Supplied material:
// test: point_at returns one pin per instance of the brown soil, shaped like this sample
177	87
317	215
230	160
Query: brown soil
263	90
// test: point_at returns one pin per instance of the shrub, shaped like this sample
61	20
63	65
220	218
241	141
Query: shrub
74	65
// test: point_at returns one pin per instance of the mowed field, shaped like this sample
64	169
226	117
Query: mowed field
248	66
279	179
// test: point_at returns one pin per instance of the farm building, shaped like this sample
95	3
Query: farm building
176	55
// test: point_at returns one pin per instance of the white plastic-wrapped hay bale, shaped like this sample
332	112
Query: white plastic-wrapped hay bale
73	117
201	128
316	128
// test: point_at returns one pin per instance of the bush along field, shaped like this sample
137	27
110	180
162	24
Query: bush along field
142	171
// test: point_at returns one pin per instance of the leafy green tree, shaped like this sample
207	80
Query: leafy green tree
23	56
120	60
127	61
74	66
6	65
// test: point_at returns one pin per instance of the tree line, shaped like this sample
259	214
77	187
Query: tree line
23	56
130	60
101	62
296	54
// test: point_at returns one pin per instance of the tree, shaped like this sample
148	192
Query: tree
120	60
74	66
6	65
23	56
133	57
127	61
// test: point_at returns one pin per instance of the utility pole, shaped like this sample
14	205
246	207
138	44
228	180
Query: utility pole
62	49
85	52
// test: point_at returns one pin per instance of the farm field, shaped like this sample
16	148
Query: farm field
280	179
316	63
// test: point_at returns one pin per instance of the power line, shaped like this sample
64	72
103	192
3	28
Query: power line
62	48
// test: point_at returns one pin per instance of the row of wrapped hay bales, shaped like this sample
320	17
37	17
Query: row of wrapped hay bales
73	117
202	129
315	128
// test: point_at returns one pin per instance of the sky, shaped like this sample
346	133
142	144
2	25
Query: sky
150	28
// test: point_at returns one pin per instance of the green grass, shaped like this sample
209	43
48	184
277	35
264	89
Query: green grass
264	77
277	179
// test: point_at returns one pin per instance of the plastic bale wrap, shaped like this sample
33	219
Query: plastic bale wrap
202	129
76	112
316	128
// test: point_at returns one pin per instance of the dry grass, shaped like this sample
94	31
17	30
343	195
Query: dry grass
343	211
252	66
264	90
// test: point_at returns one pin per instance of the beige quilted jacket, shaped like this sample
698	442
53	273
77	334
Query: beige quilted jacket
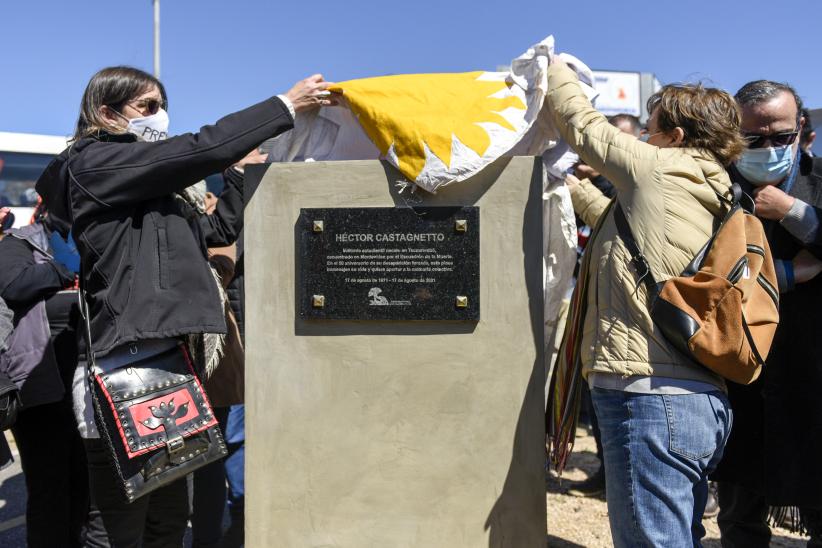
669	199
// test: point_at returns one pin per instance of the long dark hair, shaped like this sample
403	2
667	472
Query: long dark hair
114	87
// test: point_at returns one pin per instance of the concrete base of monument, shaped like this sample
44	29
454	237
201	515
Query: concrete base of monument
395	433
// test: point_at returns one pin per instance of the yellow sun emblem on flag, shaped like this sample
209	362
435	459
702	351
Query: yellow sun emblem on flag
412	111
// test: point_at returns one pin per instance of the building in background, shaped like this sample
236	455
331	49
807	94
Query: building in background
23	157
622	92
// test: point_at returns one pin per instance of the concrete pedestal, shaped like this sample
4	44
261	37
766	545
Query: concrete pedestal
396	434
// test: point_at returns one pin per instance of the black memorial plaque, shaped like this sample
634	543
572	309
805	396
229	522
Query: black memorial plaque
388	263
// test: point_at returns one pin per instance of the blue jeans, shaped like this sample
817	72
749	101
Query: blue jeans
658	453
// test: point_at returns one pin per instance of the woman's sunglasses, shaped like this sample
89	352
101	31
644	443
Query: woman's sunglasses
758	140
152	106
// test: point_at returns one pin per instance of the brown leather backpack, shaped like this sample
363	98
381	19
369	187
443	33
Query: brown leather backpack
722	311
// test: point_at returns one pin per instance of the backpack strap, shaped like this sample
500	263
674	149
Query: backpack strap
637	258
751	342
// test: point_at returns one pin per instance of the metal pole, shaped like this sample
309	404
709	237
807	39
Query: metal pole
156	38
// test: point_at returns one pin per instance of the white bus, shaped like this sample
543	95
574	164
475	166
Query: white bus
23	157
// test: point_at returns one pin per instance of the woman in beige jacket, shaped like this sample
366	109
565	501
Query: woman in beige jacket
664	420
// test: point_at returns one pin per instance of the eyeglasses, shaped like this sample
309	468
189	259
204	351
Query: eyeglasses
147	105
758	140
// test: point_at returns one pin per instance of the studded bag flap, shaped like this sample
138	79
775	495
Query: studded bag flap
154	417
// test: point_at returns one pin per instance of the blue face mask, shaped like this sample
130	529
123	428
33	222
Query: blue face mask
766	166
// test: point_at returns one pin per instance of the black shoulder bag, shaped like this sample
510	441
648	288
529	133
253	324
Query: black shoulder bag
154	417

Assignment: Everything in the listing is to be returned word for word, except the pictures.

Output:
// test: point_at returns one pin per instance of the brown soil, shaped like this sample
177	87
317	215
230	160
Query: brown soil
263	90
// test: point_at returns one pin per instance of the shrub, shaped like this sample
61	20
63	65
220	218
241	141
Query: shrub
74	65
// test: point_at returns one pin per instance of the mowed field, shaped like this sample
64	169
226	117
Query: mowed field
248	66
279	179
// test: point_at returns one pin per instance of the farm building, shaped like this sample
95	3
Query: farm building
176	55
// test: point_at returns one pin per instance of the white plastic-wrapped hay bale, shaped like this sample
332	112
Query: white plastic-wrapped hay bale
73	117
201	128
316	128
// test: point_at returns one pin per instance of the bush along field, shaped like this sample
137	27
110	180
162	24
Query: bush along field
142	171
// test: point_at returns one pin per instance of the leafy green tree, shaped like this sample
207	80
Query: leafy green tree
23	56
120	60
127	61
74	66
6	65
// test: point_at returns one pin per instance of the tree line, shaped like this sample
259	214
77	187
Query: tree line
23	56
130	60
101	62
296	54
// test: point_at returns one pin per instance of the tree, shaped like this sample
148	192
Query: tree
120	60
74	66
6	65
23	56
133	57
127	61
// test: point_at returns one pin per instance of the utility pole, shaped like this sample
14	205
246	207
138	44
228	180
Query: utility pole
62	49
85	52
// test: point_at returns one pin per instance of the farm field, shaped like this sample
16	148
Query: farm field
280	179
316	63
// test: point_at returns one pin per instance of the power line, shaped like this sample
64	72
103	192
3	28
Query: power line
62	48
// test: point_at returns one pin per instance of the row of wrapped hay bales, shaped like this sample
320	17
37	17
Query: row of wrapped hay bales
73	117
202	129
315	128
// test: point_at returns one pin per instance of the sky, shaped like this sample
346	133
142	144
2	25
Query: sky
150	28
// test: point_at returns one pin per instance of the green grass, shaped like this sample
209	43
48	184
277	35
264	89
Query: green grass
264	77
277	179
// test: point_at returns one pin per instance of the plastic bale wrap, shaped like this sample
33	219
Query: plastic bale wrap
202	129
76	112
316	128
// test: point_at returns one pin per instance of the dry grass, shaped like this sample
94	31
17	30
343	195
Query: dry grass
343	211
252	66
264	90
// test: point_at returns one pin per instance of the beige quilted jacket, shaped like this sample
698	442
53	273
77	334
Query: beige quilted jacket
669	199
// test: point_at returns one pin per instance of the long dark hair, shaped like this sample
403	2
667	472
Query: long dark hair
114	87
// test: point_at returns one pin per instance of the concrete base of monument, shaped like this sample
44	29
454	237
201	515
Query: concrete base of monument
395	433
// test: point_at returns one pin per instance of the yellow sun emblem on flag, shaped like this sample
209	362
435	459
702	351
Query: yellow sun emblem on flag
412	111
// test: point_at returns one pin per instance of the building in background, shaped like this sample
236	455
331	49
807	94
Query: building in background
23	157
622	92
// test: point_at returns one pin per instance of the concrete pedestal, shaped like this sample
4	44
261	37
766	545
Query: concrete pedestal
396	434
// test: point_at returns one pin per instance of the black memorial plaque, shaped like this sample
634	543
572	309
805	396
229	522
Query: black memorial plaque
388	263
// test: point_at returns one pin per instance of the blue jeans, shaped like this sample
817	72
749	101
Query: blue jeans
658	453
// test: point_at returns one pin per instance of the woman's sunglasses, shaped like this sample
89	352
101	31
644	443
Query: woman's sunglasses
758	140
152	106
// test: point_at returns one pin per instance of the brown leather backpack, shaped like this sample
363	98
381	19
369	187
443	33
Query: brown leather backpack
722	311
// test: point_at returns one pin per instance of the backpack strap, shaped like this sample
500	263
674	149
Query: backpack strap
637	258
751	342
// test: point_at returns one pin per instance of the metal pole, shaped like this sample
309	404
709	237
807	39
Query: metal pole
156	38
// test: point_at returns one pin per instance of the white bus, shaped like this sample
543	95
574	164
475	166
Query: white bus
23	157
// test: point_at returns one pin per instance of the woman in beige jacket, shaped like this sample
366	109
565	501
Query: woman in beige jacket
664	420
// test: point_at returns one pin per instance of the eyeglasses, shaped like this sample
309	468
189	259
204	351
Query: eyeglasses
147	105
758	140
// test: point_at returns one pin per instance of the studded bag flap, shaped like this sample
138	79
775	495
Query: studded bag flap
154	417
// test: point_at returns one pin per instance of the blue face mask, shaped like this sample
130	529
123	428
33	222
Query: blue face mask
766	166
// test: point_at returns one pin per instance of the black shoulder bag, shaped like this sample
510	441
648	288
529	133
253	324
Query: black shoulder bag
154	417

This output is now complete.